Tareas:
[1] ¿Puedes convertir en una lista JSON de cadenas, una por línea y sin las líneas en blanco, el tramo de las entradas que va desde su comienzo hasta la línea que contiene "[[244, 117], [35, 64], [265, 100], [8, 33]]", ambos extremos incluidos?
[2] ¿Cómo seguirías el texto sobre el crimen del verano convertido en espectáculo, a partir de su última oración?

Texto para leer:
◇ ◇ ◇ ◇ ◇ ◇ ◇
La culpa no es del chancho
Por Ariana Lebovic para Córdoba Psi y La tinta
“Llegó un momento en que el sufrimiento de los demás no les bastó:
Tuvieron que convertirlo en espectáculo”.
Amelie Nothomb, Ácido Sulfúrico.
Un grupo de adolescentes filman mientras otro tanto golpea hasta la muerte a un joven que se desploma en medio de la calle en una ciudad balnearia, en pleno verano. La violencia proyectada sobre la pantalla se emite sin editar en las diferentes emisoras de aire y cable, imagen que no es única ni será la última. No es ciencia ficción, es una realidad. El crimen del verano es tapa de diario y tema de todas las sobremesas. Me fui a dormir con angustia, pensando en ese joven que podría ser mi hijo, mi paciente, mi vecino, pensé en su familia rota de dolor, también pensé en la tragedia de lo que significa morir joven, antes de tiempo. La imagen era contundente, un cuerpo desplomado en medio de una calle transitada, la soledad de quien existe sólo para la mirada de una cámara, y desperté con la necesidad de escribir, de poner palabras a semejante acto salvaje, escribir como intento de reparar una herida, una desgarradura. Porque todos estamos heridos.
Un mundo que mira sin mirar el padecimiento de los otros y los transforma en espectáculo cual circo romano. A veces el sufrimiento tiene la cara de un pibe o de una piba, otras puede ser un chancho volador, pero eso nos conmueve menos de lo que nos indigna. “Falta de educación, excesos”. El público opina, juzga, debate frente a la pantalla. Once contra uno, rugbiers, forzudos, insensibles. Adolescentes.
◇ ◇ ◇ ◇ ◇ ◇ ◇
Datos:
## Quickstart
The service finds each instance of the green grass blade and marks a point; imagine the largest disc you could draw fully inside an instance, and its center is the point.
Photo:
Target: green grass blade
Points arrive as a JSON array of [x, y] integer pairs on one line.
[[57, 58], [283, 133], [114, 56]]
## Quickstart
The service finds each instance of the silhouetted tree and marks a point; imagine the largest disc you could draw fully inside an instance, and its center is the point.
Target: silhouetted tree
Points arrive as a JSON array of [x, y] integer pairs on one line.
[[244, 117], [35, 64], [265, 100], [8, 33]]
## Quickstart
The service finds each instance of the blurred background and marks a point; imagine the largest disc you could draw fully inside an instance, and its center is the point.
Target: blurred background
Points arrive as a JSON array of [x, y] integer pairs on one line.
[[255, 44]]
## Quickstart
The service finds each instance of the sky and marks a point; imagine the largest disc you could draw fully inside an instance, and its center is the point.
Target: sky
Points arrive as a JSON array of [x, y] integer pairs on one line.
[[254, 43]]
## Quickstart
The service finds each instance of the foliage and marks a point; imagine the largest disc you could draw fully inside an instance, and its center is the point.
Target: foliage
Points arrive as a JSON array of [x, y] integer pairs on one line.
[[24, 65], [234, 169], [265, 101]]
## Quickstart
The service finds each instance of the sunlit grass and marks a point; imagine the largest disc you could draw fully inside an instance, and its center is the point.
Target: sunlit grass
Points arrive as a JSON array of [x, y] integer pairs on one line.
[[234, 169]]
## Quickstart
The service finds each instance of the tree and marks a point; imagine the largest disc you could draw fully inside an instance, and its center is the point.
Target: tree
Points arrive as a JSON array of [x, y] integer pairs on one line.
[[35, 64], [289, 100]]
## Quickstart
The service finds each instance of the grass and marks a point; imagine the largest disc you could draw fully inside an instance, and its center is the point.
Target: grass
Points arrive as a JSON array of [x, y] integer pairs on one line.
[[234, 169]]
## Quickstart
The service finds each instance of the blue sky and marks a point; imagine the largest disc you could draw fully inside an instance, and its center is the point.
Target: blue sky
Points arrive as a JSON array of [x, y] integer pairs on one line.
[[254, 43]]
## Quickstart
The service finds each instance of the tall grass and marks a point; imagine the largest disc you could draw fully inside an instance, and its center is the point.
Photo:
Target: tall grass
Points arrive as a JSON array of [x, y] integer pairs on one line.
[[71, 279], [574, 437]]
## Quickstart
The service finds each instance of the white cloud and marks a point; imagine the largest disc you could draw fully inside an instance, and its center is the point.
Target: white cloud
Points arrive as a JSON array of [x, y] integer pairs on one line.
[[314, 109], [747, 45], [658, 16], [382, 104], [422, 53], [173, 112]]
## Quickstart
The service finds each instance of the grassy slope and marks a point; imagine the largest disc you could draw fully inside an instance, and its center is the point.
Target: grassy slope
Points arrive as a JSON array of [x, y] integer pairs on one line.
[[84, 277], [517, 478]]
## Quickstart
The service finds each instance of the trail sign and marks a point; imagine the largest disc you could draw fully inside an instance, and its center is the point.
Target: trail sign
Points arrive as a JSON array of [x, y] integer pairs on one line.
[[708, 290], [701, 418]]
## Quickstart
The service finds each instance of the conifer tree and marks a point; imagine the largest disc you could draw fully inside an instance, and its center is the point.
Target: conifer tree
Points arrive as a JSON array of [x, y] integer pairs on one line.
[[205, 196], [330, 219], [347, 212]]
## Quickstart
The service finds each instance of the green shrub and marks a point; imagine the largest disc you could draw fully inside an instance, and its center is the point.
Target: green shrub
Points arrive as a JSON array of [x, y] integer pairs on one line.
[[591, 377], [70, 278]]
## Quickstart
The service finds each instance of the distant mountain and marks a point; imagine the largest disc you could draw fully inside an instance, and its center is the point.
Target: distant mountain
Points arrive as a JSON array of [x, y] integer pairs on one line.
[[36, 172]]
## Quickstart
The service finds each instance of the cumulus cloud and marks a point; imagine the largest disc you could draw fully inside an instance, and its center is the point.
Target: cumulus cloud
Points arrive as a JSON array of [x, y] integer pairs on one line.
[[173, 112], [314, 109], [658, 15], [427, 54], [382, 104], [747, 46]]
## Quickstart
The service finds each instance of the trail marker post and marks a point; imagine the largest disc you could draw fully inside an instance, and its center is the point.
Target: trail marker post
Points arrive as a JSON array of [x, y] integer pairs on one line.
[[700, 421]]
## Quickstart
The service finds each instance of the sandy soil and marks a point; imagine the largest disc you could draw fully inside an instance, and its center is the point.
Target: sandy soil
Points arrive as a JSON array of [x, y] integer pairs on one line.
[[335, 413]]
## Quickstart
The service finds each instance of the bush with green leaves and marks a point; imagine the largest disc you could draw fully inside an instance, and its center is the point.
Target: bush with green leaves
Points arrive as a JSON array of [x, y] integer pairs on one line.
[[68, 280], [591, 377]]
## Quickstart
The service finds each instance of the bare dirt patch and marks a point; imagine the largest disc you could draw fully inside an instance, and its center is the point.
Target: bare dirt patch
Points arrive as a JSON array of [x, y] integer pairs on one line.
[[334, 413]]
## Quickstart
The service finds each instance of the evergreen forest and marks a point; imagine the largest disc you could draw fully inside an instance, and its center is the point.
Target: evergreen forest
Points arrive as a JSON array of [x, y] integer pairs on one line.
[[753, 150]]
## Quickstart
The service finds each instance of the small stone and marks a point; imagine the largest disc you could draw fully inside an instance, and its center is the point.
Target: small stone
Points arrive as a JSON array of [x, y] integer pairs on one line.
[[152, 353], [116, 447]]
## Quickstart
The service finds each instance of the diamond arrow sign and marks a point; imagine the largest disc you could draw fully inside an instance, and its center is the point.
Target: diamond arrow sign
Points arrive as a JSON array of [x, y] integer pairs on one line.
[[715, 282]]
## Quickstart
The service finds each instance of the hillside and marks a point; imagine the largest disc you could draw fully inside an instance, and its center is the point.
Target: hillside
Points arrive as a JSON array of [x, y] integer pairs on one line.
◇ ◇ ◇ ◇ ◇ ◇ ◇
Respuestas:
[1]
[
  "## Quickstart",
  "The service finds each instance of the green grass blade and marks a point; imagine the largest disc you could draw fully inside an instance, and its center is the point.",
  "Photo:",
  "Target: green grass blade",
  "Points arrive as a JSON array of [x, y] integer pairs on one line.",
  "[[57, 58], [283, 133], [114, 56]]",
  "## Quickstart",
  "The service finds each instance of the silhouetted tree and marks a point; imagine the largest disc you could draw fully inside an instance, and its center is the point.",
  "Target: silhouetted tree",
  "Points arrive as a JSON array of [x, y] integer pairs on one line.",
  "[[244, 117], [35, 64], [265, 100], [8, 33]]"
]

[2]
En La Sociedad del Espectáculo, Debord [1967] afirma: “El espectáculo en general, como inversión concreta de la vida, es el movimiento autónomo de lo no-viviente”¹. Hacer de la de la violencia una imagen, proyectarla y exhibirla sin cesar, parecería ser la mejor manera de neutralizarla, banalizar y reducir su sentido, naturalizándolo.
Crueldades expuestas, exhibidas a toda hora, a cada instante, a las que nos acostumbramos como el pan nuestro de cada día, elevadas a la categoría de shows televisivos. Se pervierte así la relación de lo humano con el sufrimiento, cuanto más exposición, más adormecimiento y aceptación. La indiferencia es una forma de crueldad, cuando no se intenta directamente dominar o someter al otro, basta con desatenderlo, dejarlo solo, no escucharlo, no asistirlo.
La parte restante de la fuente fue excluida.